__Problem statement__. Reproduce the listing below, replacing every "Query" with "Label" and leaving everything else unchanged.

════════════════════

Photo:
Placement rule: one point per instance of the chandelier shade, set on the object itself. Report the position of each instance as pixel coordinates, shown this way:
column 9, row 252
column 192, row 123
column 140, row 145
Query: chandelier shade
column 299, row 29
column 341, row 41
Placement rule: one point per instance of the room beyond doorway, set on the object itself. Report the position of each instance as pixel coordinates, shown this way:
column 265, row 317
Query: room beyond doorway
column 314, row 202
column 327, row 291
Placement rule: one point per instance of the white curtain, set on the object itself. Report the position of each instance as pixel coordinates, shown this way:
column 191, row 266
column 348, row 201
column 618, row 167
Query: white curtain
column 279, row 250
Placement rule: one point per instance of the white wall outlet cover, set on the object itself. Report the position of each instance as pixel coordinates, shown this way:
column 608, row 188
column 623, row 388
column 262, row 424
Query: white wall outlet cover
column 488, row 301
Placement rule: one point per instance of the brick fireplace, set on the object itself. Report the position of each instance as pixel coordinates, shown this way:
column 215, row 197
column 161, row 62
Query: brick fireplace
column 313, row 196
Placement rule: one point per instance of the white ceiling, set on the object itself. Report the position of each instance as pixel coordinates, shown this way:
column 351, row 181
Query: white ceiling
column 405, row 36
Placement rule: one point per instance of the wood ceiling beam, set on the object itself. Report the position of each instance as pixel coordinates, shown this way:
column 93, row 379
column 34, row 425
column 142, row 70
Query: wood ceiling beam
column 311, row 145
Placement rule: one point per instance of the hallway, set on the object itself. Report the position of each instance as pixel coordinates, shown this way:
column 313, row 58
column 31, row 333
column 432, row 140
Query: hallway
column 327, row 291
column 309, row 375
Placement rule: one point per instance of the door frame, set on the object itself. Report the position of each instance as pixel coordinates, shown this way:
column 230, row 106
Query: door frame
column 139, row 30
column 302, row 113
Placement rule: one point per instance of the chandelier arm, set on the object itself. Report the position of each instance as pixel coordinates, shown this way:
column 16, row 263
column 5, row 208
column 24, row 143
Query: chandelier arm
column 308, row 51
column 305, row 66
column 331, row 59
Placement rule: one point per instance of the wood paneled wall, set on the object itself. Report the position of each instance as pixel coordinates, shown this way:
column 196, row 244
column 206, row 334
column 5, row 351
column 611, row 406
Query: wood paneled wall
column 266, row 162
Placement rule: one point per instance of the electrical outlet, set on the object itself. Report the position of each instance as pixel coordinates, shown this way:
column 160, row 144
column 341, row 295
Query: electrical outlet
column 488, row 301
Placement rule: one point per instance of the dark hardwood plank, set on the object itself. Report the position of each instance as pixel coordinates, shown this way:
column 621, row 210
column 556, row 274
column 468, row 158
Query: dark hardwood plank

════════════════════

__Result__.
Photo:
Placement rule: one point per instance of the chandelier shade, set on the object itself. Report the position of each instance as pixel coordinates, shown this way:
column 9, row 252
column 192, row 123
column 140, row 145
Label: chandelier shade
column 299, row 29
column 341, row 41
Placement rule: one point per instance of the room beyond doorway, set on the object itself. Report the position of each instance as pixel coordinates, shown this way:
column 265, row 317
Label: room beyond doorway
column 314, row 202
column 327, row 291
Placement rule: one point per instance of the white curtain, set on the object itself. Report the position of each instance as pixel coordinates, shown this way:
column 191, row 266
column 348, row 201
column 618, row 167
Label: white curtain
column 279, row 250
Placement rule: one point per instance of the white wall outlet cover, set on the object itself. Report the position of each instance as pixel coordinates, shown this way:
column 608, row 188
column 623, row 388
column 262, row 424
Label: white wall outlet cover
column 488, row 301
Placement rule: one point per instance of the brick fireplace, set on the object itself. Report the position of each instance as pixel coordinates, shown this way:
column 215, row 197
column 161, row 62
Label: brick fireplace
column 313, row 196
Placement rule: one point per instance of the white ceiling, set on the object itself. Report the position of each instance as pixel coordinates, shown this way:
column 351, row 181
Label: white ceiling
column 405, row 36
Placement rule: one point per instance of the wood ceiling beam, set on the object itself. Report the position of each instance as pixel coordinates, shown this way:
column 93, row 379
column 34, row 425
column 142, row 70
Label: wood ceiling beam
column 311, row 145
Placement rule: one point per instance of the hallway, set on the object itself. Report the position of each instance as pixel coordinates, shown this way:
column 313, row 58
column 31, row 333
column 432, row 140
Label: hallway
column 327, row 291
column 309, row 375
Placement rule: one point per instance of the door frame, set on the object itself. Report the position of each instance as pixel coordinates, shown this way:
column 230, row 106
Label: door frame
column 139, row 30
column 302, row 113
Placement rule: one point per instance of the chandelier arm, set on the object itself. Report the position of each instance as pixel coordinates, shown this way:
column 16, row 263
column 5, row 208
column 24, row 143
Label: chandelier arm
column 308, row 51
column 305, row 66
column 331, row 59
Placement rule: one point per instance of the wood paneled wall, set on the object itself. Report the position of each instance as pixel coordinates, shown this way:
column 196, row 244
column 206, row 334
column 5, row 351
column 611, row 406
Label: wood paneled wall
column 266, row 162
Placement rule: one point per instance of the electrical outlet, set on the object itself. Report the position of each instance as pixel coordinates, shown this way:
column 160, row 144
column 341, row 295
Label: electrical outlet
column 488, row 301
Placement rule: one point per instance of the dark hardwood plank, set on the object itself. Report the position of each instance as pixel coordinates, shown this way:
column 621, row 210
column 556, row 274
column 468, row 158
Label: dark hardwood plank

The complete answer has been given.